== Segment start ==
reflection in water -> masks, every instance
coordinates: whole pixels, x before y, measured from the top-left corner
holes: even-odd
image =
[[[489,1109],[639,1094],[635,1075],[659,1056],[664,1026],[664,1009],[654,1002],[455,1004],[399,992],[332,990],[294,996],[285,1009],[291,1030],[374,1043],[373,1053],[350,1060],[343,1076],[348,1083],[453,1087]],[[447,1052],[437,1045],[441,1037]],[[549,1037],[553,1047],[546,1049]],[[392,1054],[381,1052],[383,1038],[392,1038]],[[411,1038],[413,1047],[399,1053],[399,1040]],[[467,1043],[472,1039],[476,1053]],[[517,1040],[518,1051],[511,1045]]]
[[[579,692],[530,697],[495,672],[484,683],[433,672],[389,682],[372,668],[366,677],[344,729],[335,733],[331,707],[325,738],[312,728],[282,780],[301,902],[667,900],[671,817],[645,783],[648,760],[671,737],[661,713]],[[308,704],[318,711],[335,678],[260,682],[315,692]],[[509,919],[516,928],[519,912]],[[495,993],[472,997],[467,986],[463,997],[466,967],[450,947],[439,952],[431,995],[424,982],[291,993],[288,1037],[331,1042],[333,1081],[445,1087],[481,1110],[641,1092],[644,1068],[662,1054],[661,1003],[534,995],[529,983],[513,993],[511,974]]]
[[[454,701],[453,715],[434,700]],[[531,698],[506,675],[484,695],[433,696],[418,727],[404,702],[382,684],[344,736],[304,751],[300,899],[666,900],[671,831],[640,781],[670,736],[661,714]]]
== Segment end ==
# [Aim of the exercise]
Word for word, repeat the line holding "holes: even-odd" and all lines after it through the end of the entries above.

# [Result of the task]
holes: even-odd
image =
[[[489,1109],[639,1094],[635,1075],[659,1056],[664,1026],[664,1009],[654,1002],[455,1004],[399,992],[332,990],[294,996],[285,1009],[291,1030],[374,1043],[373,1053],[350,1060],[343,1076],[348,1083],[453,1087]],[[447,1052],[437,1045],[441,1037]],[[549,1037],[553,1047],[546,1049]],[[392,1054],[381,1052],[383,1038],[392,1038]],[[411,1038],[413,1047],[399,1053],[399,1040]],[[467,1043],[472,1039],[476,1053]],[[517,1040],[518,1051],[511,1045]]]
[[[579,692],[530,697],[495,672],[484,683],[433,672],[389,682],[372,668],[366,677],[344,729],[335,733],[331,707],[325,738],[312,728],[282,780],[301,902],[667,900],[671,817],[645,783],[648,760],[671,737],[661,713]],[[308,704],[318,711],[335,678],[260,682],[315,692]],[[509,919],[516,928],[519,912]],[[495,993],[472,997],[467,986],[463,997],[466,967],[450,947],[439,952],[431,995],[424,982],[291,993],[288,1037],[331,1042],[333,1081],[445,1087],[481,1110],[641,1092],[644,1068],[662,1054],[661,1003],[534,995],[529,983],[513,993],[511,974]]]
[[[454,701],[453,715],[434,700]],[[531,698],[506,675],[484,695],[433,696],[418,727],[404,702],[382,684],[344,736],[304,751],[300,899],[666,900],[671,831],[640,781],[670,736],[661,714]]]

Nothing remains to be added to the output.